::: Page text
Wednesday, April 12, 2006

Trinidad, Cuba. UNESCO World Heritage Site Posted by Picasa

Sunday, April 09, 2006

Sign on the Dotted Line

When does the signature on and ratification of an international treaty really mean anything? When does a President really speak for a nation? As our new Conservative Government in Canada shapes foreign policy and makes its way in the world it might do well to consider this when dealing with the elephant to the south. Under George W. the USA has thumbed its nose at the following;
The Geneva Convention, the Nuclear Non-Proliferation Treaty, The Kyoto Protocol, NAFTA, the anti-land mine convention, attempts to control the traffic in small arms, The Anti-Ballistic Missile Treaty, the treaty banning biological weapons, the International Criminal Court. Iraq is deemed more important than the humanitarian disasters of the Congo and Darfur, despite the recent experience of Rwanda. "Preventitive War," or the first strike principle, rules at the expense of dialogue and consensus. The New World Order is a very dangerous place and Canada should be very cautious about rapprochement with US foreign policy.
Source; Lawrence Martin, the Globe and Mail, March 23rd, 2006.

Friday, April 07, 2006

General Progress Indicator (GPI)

Western society is oriented around short term gain and borrowing against the future. Rather than using the inadequate measure of GDP or GNP to point to success, we should embrace a much more comprehensive evaluation such as the Genuine Progress Indicator (GPI) to determine the state of human welfare. Unlike GDP and GNP, the GPI would not be a calculator that can add but not subtract. GPI would offset positives with the countless negative activities mankind undertakes. Forty years ago the late Senator Robert Kennedy had this to say;

"The Gross National Product includes air pollution and advertising for cigarettes and the ambulances to clear our highways of carnage. It counts special locks for our doors and jails for the people who break them. GNP includes the destruction of the redwoods and the death of Lake Superior. It grows with the production of napalm and missiles and nuclear warheads…it does not allow for the health of our families, the quality of their education, or the joy of their play. It is indifferent to the decency of our factories and of the safety of our streets alike. It does not include the beauty of our poetry or the strength of our marriages, or the intelligence of our public debate or the integrity of our public officials…it measures everything, in short, except that which makes life worthwhile."
::::::
Assignment: Decide whether each statement agrees with the blog page above, answering yes or no and quoting the deciding words of the page: (a) the GPI would offset positives with negative activities; (b) the post about treaties gives the New York Times as its source; (c) the Kennedy quotation says GNP includes the destruction of the redwoods. The lines that come next are separate material, unrelated to the blog page.
::: Source data
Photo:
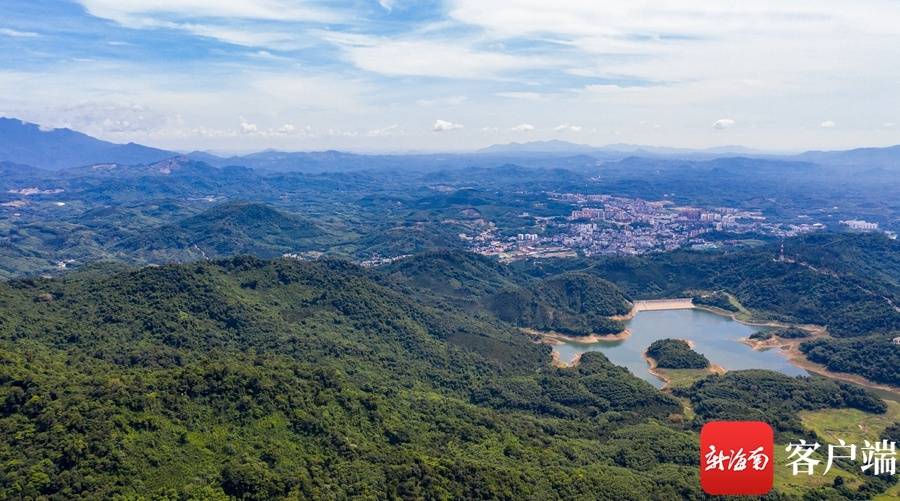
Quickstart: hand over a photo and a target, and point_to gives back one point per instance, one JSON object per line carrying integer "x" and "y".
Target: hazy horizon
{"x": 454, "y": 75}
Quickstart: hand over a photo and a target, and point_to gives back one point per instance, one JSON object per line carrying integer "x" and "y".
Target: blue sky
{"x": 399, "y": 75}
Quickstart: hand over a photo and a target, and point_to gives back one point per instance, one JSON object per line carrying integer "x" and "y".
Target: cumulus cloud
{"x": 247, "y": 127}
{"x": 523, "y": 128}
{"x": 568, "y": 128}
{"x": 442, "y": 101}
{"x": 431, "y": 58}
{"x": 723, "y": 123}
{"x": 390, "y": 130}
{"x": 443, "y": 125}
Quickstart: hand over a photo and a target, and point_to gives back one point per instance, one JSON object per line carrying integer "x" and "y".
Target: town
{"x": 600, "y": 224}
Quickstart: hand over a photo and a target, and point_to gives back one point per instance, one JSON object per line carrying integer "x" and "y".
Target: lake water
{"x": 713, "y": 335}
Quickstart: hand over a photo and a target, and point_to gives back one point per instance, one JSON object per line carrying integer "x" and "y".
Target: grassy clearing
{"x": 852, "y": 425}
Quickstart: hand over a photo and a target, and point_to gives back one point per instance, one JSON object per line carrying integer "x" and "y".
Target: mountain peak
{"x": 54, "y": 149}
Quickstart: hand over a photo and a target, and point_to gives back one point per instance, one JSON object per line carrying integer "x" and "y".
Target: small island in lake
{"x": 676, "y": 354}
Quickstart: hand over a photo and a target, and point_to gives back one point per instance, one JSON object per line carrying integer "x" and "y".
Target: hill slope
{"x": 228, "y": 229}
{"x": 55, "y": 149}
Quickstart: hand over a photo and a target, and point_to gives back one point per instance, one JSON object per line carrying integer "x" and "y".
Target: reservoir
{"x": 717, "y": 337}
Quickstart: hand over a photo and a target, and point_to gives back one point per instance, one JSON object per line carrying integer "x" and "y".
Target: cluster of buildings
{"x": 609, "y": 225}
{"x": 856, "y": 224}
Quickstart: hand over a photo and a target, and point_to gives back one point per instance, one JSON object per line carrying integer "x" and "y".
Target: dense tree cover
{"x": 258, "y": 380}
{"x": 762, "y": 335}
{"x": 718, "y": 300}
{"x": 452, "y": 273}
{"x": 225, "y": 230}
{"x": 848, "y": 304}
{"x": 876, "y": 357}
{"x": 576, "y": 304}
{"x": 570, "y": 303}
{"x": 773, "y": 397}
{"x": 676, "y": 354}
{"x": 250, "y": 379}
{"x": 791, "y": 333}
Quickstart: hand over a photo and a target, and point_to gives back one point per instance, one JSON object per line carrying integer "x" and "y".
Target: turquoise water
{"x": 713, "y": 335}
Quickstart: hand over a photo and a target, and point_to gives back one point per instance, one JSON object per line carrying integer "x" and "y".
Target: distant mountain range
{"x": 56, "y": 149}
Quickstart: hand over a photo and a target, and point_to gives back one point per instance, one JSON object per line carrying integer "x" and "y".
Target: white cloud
::::::
::: Source data
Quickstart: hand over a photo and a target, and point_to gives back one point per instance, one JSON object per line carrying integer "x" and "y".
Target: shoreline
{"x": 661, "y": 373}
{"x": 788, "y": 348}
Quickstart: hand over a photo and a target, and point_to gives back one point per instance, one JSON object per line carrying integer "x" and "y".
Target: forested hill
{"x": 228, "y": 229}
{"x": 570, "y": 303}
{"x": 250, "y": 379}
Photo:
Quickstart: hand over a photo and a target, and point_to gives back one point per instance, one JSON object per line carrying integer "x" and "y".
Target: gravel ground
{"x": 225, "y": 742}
::::::
Reply to the exercise:
(a) Yes: "GPI would offset positives with the countless negative activities mankind undertakes."
(b) No: "Source; Lawrence Martin, the Globe and Mail, March 23rd, 2006."
(c) Yes: "GNP includes the destruction of the redwoods and the death of Lake Superior."